**Entries shown**:
____________
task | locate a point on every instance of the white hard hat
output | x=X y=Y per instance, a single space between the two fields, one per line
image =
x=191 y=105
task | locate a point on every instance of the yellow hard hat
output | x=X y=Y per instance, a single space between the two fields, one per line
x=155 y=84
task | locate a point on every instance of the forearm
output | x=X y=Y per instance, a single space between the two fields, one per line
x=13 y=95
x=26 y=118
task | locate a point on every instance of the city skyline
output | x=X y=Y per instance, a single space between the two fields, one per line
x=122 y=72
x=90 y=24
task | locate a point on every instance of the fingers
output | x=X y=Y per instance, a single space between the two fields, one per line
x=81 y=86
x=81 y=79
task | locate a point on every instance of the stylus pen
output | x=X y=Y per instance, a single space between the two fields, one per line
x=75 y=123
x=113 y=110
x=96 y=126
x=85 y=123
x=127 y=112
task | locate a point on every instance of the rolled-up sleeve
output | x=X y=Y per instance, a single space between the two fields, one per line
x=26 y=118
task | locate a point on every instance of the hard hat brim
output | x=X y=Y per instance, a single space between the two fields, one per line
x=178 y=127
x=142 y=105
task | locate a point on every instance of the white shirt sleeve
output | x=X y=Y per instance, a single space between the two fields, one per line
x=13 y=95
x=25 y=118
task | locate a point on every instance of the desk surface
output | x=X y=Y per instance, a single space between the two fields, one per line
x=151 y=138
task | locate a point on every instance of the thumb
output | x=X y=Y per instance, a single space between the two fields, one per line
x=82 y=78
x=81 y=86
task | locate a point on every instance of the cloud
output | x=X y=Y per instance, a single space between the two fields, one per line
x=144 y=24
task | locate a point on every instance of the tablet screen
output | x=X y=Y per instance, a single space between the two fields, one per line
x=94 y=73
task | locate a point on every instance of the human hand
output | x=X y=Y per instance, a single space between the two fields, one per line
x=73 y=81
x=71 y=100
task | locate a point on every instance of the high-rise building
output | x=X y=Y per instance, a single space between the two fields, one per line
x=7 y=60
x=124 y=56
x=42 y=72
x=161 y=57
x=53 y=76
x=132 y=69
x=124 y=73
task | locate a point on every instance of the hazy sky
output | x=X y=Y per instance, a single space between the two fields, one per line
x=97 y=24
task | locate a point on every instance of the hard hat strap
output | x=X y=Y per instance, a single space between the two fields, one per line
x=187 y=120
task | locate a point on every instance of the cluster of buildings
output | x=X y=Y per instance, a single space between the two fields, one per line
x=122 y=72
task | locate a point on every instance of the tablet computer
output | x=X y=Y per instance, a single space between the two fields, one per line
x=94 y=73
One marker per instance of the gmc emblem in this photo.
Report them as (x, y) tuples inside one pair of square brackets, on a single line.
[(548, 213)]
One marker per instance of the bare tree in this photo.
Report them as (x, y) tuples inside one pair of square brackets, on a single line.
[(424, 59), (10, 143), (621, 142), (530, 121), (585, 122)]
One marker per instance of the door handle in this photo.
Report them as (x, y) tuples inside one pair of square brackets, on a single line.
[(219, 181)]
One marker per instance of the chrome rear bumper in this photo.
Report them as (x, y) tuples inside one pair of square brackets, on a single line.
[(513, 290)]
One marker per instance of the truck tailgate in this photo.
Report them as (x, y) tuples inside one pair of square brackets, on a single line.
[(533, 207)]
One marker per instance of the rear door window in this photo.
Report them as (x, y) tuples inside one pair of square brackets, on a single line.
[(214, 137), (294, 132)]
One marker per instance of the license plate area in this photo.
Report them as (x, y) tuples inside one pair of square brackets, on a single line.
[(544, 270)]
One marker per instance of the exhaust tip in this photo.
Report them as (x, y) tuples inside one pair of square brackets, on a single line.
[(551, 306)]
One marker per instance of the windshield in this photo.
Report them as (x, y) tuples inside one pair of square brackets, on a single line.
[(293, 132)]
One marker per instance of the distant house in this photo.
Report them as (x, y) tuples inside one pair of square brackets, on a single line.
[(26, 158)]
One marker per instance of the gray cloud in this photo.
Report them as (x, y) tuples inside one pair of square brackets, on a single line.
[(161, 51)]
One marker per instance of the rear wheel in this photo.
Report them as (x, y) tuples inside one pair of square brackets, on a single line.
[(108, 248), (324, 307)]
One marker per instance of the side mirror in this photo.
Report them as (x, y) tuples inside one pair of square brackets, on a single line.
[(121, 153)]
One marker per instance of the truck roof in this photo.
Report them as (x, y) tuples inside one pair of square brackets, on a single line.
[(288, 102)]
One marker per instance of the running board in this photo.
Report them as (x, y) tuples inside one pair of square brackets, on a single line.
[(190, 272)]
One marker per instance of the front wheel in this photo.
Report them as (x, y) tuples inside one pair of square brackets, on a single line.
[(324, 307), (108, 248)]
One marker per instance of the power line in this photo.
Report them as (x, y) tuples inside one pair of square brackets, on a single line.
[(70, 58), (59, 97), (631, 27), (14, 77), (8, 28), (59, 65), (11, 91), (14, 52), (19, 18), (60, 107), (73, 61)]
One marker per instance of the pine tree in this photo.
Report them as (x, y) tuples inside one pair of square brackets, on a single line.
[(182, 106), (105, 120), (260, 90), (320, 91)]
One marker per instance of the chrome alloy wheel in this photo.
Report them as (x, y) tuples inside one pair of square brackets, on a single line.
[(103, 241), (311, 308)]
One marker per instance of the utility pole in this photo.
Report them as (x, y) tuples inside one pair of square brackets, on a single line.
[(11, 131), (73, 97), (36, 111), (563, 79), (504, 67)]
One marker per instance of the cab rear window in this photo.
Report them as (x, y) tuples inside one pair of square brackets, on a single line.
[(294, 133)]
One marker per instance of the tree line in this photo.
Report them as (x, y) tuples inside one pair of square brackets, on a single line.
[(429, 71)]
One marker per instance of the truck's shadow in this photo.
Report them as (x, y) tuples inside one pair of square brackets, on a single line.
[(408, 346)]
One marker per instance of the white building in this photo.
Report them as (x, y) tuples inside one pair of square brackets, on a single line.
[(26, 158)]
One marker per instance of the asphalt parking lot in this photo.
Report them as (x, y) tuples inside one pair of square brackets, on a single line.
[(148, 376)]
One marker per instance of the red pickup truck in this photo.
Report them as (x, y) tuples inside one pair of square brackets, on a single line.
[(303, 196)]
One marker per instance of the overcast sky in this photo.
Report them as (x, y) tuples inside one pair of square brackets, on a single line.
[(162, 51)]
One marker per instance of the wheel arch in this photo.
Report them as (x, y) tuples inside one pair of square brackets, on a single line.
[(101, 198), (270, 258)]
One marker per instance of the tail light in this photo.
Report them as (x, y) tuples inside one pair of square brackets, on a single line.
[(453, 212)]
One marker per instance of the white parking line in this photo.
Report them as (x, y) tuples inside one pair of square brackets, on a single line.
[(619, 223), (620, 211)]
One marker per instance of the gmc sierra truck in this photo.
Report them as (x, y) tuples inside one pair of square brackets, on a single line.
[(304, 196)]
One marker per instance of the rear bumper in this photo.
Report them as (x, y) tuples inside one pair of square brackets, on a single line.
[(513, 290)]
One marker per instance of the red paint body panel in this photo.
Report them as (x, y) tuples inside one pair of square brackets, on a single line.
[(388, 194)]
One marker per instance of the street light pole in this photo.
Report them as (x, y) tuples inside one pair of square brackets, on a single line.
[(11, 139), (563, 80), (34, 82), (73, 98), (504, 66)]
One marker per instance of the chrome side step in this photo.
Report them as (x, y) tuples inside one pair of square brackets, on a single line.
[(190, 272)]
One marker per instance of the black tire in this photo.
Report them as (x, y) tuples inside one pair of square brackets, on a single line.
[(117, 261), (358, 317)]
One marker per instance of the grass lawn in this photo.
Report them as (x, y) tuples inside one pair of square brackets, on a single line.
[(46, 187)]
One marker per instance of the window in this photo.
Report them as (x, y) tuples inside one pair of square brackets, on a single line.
____________
The full listing above should be repeated without omission.

**Solution**:
task | locate a point on every instance of the white hard hat
output | x=X y=Y per instance, a single space between the two fields, one per line
image =
x=191 y=105
task | locate a point on every instance of the yellow hard hat
output | x=X y=Y per instance, a single space between the two fields, one per line
x=155 y=84
task | locate a point on every instance of the forearm
output | x=X y=Y per instance, a single space between the two fields, one per line
x=13 y=95
x=26 y=118
task | locate a point on every instance of the city skyline
output | x=X y=Y per instance, a single space between the two fields, one per line
x=122 y=72
x=90 y=24
task | locate a point on every instance of the fingers
output | x=X y=Y per instance, a single space between the two fields, one per line
x=81 y=86
x=81 y=79
task | locate a point on every instance of the stylus pen
output | x=X y=Y per instance, a single space between the two fields, one per line
x=75 y=123
x=113 y=110
x=96 y=126
x=85 y=123
x=127 y=112
task | locate a point on every instance of the rolled-up sleeve
output | x=X y=Y per instance, a single space between the two fields, one per line
x=26 y=118
task | locate a point on every instance of the hard hat brim
output | x=X y=Y per instance, a single space between the two fields, one per line
x=178 y=127
x=142 y=105
task | locate a point on every instance of the white shirt sleeve
output | x=X y=Y per instance, a single space between the two fields, one per line
x=13 y=95
x=25 y=118
task | locate a point on every instance of the desk surface
output | x=X y=Y per instance, a single space between the two fields, one per line
x=151 y=138
task | locate a point on every instance of the thumb
output | x=X y=Y per instance, a single space between the two fields, one per line
x=82 y=78
x=81 y=86
task | locate a point on every instance of the cloud
output | x=X y=Y per instance, a single space between the two fields, one per line
x=144 y=24
task | locate a point on every instance of the tablet screen
output | x=X y=Y per instance, a single space between the two fields, one per line
x=94 y=73
task | locate a point on every instance of the human hand
output | x=X y=Y per instance, a single space between the two fields, one per line
x=73 y=81
x=71 y=100
task | locate a point on every instance of the high-rise building
output | x=X y=Y per instance, a single space between the two fields, one per line
x=7 y=60
x=124 y=56
x=42 y=72
x=161 y=57
x=53 y=76
x=132 y=69
x=124 y=73
task | locate a point on every instance of the hazy sky
output | x=X y=Y per instance, a single space between the two fields, one per line
x=97 y=24
task | locate a point on every instance of the hard hat strap
output | x=X y=Y per instance, a single space between the two fields, one per line
x=187 y=120
task | locate a point on every instance of the cluster of buildings
output | x=X y=Y per instance, a single space between the two fields, one per line
x=122 y=72
task | locate a point on every instance of the tablet computer
output | x=X y=Y per instance, a single space between the two fields, one per line
x=94 y=73
One marker per instance of the gmc emblem in this photo.
Report them as (x, y) tuples inside one pair of square brackets, on a single line.
[(548, 213)]
One marker per instance of the bare tree in this photo.
Report them as (x, y) tuples inside one pair of square brackets, on a single line.
[(424, 59), (10, 143), (621, 142), (530, 121), (585, 122)]
One marker per instance of the door handle in this photo.
Report them as (x, y) tuples inside one pair of square brackets, on a single line.
[(219, 181)]
One marker per instance of the chrome rear bumper in this photo.
Report them as (x, y) tuples inside one pair of square brackets, on a single line.
[(513, 290)]
One marker per instance of the truck tailgate in this photo.
Report them as (x, y) tuples inside one pair of square brackets, on a single line.
[(533, 207)]
One marker per instance of the rear door window in this photo.
Report them as (x, y) tuples inside one pair of square brackets, on a single line.
[(214, 137), (294, 132)]
One marker per instance of the license plate area in this photo.
Report them as (x, y) tuples inside one pair of square brackets, on a single line.
[(544, 270)]
One marker per instance of the exhaust tip in this photo.
Report them as (x, y) tuples inside one pair of square brackets, on a single line.
[(551, 306)]
One marker per instance of the windshield in this photo.
Report them as (x, y) tuples inside one pair of square brackets, on a single line.
[(293, 132)]
One marker per instance of the distant house in this photo.
Report them as (x, y) tuples inside one pair of square brackets, on a single line.
[(26, 158)]
One marker per instance of the gray cloud in this photo.
Report them as (x, y) tuples inside one pair of square brackets, on a single line.
[(161, 51)]
One marker per instance of the rear wheel in this photo.
Report them as (x, y) tuples inside one pair of square brackets, on a single line.
[(108, 248), (324, 307)]
One marker per instance of the side mirror in this photo.
Report them as (x, y) tuples inside one pair of square brackets, on a single line.
[(121, 153)]
One marker per instance of the truck roof in this photo.
Report them as (x, y) tuples inside one pair of square brackets, on a single line.
[(288, 102)]
One marker per instance of the running board in this photo.
Report them as (x, y) tuples inside one pair of square brackets, on a single line.
[(190, 272)]
One marker per instance of the front wheel in this photo.
Report them as (x, y) tuples inside one pair of square brackets, on a single line.
[(324, 307), (108, 248)]
One marker per instance of the power line in this photo.
Report them as (x, y) tuples inside one pair of square brackets, on a single line.
[(70, 58), (59, 97), (631, 27), (14, 77), (8, 28), (59, 65), (11, 91), (14, 52), (19, 18), (60, 107), (73, 61)]
One marker per instance of the pine tree in this photo.
Report them as (x, y) tuples inside one pair of square brackets, on a single line.
[(182, 106), (105, 120), (260, 90), (320, 91)]
One marker per instance of the chrome alloy wheel in this photo.
Report them as (x, y) tuples inside one pair of square brackets, on a single line.
[(103, 241), (311, 308)]
One marker per instance of the utility pole in this photo.
Report them as (x, y) tuples inside one pair of square brackets, on a single line.
[(11, 131), (73, 97), (36, 111), (563, 79), (504, 67)]
One marker per instance of the cab rear window in this photo.
Report them as (x, y) tuples inside one pair of square brackets, on a single line.
[(294, 133)]
One marker per instance of the tree line in this photo.
Report them as (x, y) tuples inside one pair of square brackets, on a single line.
[(429, 71)]
One marker per instance of the truck's shadow in this photo.
Report them as (x, y) tuples inside one pair of square brackets, on a single line.
[(408, 346)]
One marker per instance of the white building in this photo.
Report them as (x, y) tuples inside one pair of square brackets, on a single line.
[(26, 158)]
One marker per instance of the asphalt parking lot in this photo.
Report them as (x, y) tuples inside one pair of square brackets, on a single line.
[(148, 376)]
One marker per instance of the red pickup truck in this photo.
Report them as (x, y) tuples inside one pair of square brackets, on a single line.
[(303, 196)]
One marker per instance of the overcast sky in this photo.
Report them as (x, y) tuples inside one pair of square brackets, on a single line.
[(162, 51)]
One marker per instance of the wheel arch in this photo.
Report them as (x, y) tuples inside one pair of square brackets, on a single line.
[(101, 198), (270, 258)]
One marker per instance of the tail light in this photo.
Report them as (x, y) tuples inside one pair of square brackets, on a single line.
[(453, 212)]
One marker per instance of the white parking line in this photo.
Report them as (x, y) tuples inside one pair of square brackets, on a single line.
[(619, 223), (620, 211)]
One marker per instance of the gmc sierra truck in this photo.
Report them as (x, y) tuples inside one pair of square brackets, on a single line.
[(304, 196)]
One marker per instance of the rear bumper in this photo.
Report them as (x, y) tuples inside one pair of square brackets, on a single line.
[(513, 290)]
One marker per instance of the red paint body panel in this photo.
Report them as (x, y) tuples inside one pair of square brackets, on a single line.
[(388, 194)]
One marker per instance of the street light pole in this photo.
Report them as (x, y) tuples inside one pair of square brackets, on a single line.
[(11, 139), (563, 80), (34, 82), (73, 98), (504, 66)]
One marker per instance of the chrome side step in this photo.
Report them as (x, y) tuples inside one pair of square brackets, on a single line.
[(190, 272)]
One marker per instance of the black tire in this photo.
Report them as (x, y) tuples inside one pair of square brackets, on a single line.
[(117, 261), (358, 317)]
One marker per instance of the grass lawn in this photo.
Report them as (x, y) tuples inside one pair of square brackets, on a single line.
[(46, 187)]
One marker per instance of the window in this photo.
Report them as (x, y) tuples inside one pair of square brackets, on a single line.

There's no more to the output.